__RECORDS TO PROCESS__
● ● ●
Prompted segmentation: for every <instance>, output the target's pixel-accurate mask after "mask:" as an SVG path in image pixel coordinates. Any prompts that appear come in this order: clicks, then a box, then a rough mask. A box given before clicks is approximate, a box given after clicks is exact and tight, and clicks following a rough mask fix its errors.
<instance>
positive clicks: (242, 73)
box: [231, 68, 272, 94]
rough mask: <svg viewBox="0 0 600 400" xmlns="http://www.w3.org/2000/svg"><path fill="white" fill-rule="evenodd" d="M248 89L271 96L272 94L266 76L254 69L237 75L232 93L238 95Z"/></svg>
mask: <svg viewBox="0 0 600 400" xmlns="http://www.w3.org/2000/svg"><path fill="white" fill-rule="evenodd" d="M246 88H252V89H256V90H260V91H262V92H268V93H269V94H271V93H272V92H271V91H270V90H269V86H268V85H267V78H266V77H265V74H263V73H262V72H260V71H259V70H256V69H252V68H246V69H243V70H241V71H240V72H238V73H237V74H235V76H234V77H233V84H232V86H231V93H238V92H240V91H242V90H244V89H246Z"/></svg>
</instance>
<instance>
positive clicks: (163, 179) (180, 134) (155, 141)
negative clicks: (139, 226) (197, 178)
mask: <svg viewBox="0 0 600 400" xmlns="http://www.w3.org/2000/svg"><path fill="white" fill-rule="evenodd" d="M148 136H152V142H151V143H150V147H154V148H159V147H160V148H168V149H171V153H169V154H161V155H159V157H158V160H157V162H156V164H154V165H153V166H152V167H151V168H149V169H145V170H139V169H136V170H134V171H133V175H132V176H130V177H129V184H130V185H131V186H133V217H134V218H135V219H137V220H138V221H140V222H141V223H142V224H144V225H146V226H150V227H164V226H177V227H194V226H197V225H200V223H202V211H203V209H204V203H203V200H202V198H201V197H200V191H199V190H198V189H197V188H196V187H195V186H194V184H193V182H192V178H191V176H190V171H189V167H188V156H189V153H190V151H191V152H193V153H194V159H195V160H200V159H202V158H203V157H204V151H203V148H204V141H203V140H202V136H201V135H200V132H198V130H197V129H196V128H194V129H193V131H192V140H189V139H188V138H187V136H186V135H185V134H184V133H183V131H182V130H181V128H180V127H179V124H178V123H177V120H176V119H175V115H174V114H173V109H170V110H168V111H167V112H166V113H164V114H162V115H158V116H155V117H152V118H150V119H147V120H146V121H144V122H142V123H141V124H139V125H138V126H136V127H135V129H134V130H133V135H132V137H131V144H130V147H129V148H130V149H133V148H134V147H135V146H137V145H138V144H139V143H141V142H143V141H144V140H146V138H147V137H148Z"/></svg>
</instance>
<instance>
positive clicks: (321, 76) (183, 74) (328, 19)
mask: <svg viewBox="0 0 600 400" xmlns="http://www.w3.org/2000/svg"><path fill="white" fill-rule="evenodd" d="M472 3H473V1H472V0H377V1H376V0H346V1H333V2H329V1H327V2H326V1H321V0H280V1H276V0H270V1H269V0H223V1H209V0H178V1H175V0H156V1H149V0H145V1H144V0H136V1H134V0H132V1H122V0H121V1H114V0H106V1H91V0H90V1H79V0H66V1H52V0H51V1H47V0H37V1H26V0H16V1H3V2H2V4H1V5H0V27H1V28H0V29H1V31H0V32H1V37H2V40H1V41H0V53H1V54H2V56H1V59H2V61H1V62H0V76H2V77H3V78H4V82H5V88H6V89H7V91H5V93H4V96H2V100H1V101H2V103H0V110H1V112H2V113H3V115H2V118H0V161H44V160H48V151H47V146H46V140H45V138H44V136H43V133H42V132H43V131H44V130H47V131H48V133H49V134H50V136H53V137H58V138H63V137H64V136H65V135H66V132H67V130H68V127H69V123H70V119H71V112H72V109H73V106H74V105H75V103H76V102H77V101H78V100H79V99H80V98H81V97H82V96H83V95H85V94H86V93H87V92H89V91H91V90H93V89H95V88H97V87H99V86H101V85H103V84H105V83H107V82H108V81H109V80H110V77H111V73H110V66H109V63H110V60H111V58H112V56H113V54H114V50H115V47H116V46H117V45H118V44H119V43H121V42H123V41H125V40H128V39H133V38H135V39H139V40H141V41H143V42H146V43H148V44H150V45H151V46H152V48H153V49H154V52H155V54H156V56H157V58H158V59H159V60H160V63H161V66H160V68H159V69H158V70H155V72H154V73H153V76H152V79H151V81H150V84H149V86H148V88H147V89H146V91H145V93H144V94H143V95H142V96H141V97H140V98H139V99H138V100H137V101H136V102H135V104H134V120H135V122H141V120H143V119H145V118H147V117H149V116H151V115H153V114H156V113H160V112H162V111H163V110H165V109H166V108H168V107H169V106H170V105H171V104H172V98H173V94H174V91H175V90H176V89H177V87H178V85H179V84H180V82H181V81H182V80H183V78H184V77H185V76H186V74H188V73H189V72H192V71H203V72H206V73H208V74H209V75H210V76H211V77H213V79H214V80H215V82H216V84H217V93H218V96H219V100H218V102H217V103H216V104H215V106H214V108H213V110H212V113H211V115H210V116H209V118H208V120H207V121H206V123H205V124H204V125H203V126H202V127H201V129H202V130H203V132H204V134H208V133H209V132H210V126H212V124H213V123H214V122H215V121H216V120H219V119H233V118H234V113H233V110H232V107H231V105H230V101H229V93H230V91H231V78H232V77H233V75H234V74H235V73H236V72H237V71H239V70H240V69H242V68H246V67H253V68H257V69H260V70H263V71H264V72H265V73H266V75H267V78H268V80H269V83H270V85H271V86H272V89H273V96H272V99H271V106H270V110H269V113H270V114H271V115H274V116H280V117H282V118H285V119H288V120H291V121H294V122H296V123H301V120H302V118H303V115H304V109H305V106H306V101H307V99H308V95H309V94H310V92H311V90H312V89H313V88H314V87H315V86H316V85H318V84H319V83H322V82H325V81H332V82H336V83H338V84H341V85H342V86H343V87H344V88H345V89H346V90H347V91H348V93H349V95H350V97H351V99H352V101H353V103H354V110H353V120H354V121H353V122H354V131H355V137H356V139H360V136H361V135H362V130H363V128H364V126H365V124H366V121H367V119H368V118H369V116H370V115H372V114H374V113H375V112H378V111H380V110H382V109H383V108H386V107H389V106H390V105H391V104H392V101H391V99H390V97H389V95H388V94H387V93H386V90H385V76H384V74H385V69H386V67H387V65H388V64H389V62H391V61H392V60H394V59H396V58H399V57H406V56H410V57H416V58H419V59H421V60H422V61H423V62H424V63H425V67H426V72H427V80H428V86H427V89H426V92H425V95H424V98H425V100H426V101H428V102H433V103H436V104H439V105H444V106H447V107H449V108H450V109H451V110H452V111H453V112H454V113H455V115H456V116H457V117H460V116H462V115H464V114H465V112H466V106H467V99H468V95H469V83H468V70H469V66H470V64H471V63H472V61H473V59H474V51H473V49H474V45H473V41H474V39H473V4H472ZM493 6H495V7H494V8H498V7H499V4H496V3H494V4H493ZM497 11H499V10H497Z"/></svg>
● ● ●
__TASK OBJECTIVE__
Your task is to reproduce the entries exactly, starting at the first line and ending with the line containing "positive clicks: (163, 179)".

__REPLY TO THE EXERCISE__
Prompted segmentation: for every <instance>, output the target's pixel-accurate mask after "mask:" as an SVG path in image pixel coordinates. Any prompts that appear come in this order: clicks, then a box, then a rough mask. A box given before clicks is approximate, a box given after clicks is exact and tight, and clicks following a rough mask fix its errors.
<instance>
positive clicks: (242, 73)
box: [231, 68, 272, 94]
rough mask: <svg viewBox="0 0 600 400" xmlns="http://www.w3.org/2000/svg"><path fill="white" fill-rule="evenodd" d="M248 89L271 96L272 94L266 76L254 69L237 75L232 93L238 95Z"/></svg>
mask: <svg viewBox="0 0 600 400" xmlns="http://www.w3.org/2000/svg"><path fill="white" fill-rule="evenodd" d="M246 88H252V89H256V90H260V91H262V92H268V93H269V94H271V93H272V92H271V91H270V90H269V86H268V85H267V78H266V77H265V74H263V73H262V72H260V71H259V70H256V69H252V68H246V69H243V70H241V71H240V72H238V73H237V74H235V76H234V77H233V84H232V86H231V93H238V92H240V91H242V90H244V89H246Z"/></svg>
</instance>
<instance>
positive clicks: (163, 179) (180, 134) (155, 141)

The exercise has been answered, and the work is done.